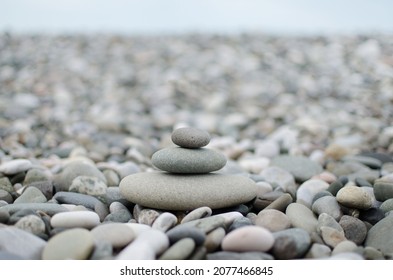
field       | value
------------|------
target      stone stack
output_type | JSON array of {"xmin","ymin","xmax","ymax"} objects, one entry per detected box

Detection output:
[{"xmin": 120, "ymin": 128, "xmax": 256, "ymax": 210}]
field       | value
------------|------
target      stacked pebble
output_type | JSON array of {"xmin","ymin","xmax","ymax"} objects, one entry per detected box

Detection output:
[
  {"xmin": 0, "ymin": 33, "xmax": 393, "ymax": 260},
  {"xmin": 120, "ymin": 127, "xmax": 256, "ymax": 210}
]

The problem —
Pictures are excluded; copy every other part of the records exactly.

Reply to the task —
field       | value
------------|------
target      stone stack
output_type | JSON array of {"xmin","ymin","xmax","ymax"} objects, one entry per detected box

Detection output:
[{"xmin": 120, "ymin": 128, "xmax": 256, "ymax": 210}]
field       | value
------------|------
target      stacked pebble
output_type | JSON array of {"xmin","ymin","xmax","ymax"} objects, one entry per detected box

Detection output:
[
  {"xmin": 0, "ymin": 33, "xmax": 393, "ymax": 260},
  {"xmin": 120, "ymin": 127, "xmax": 256, "ymax": 210}
]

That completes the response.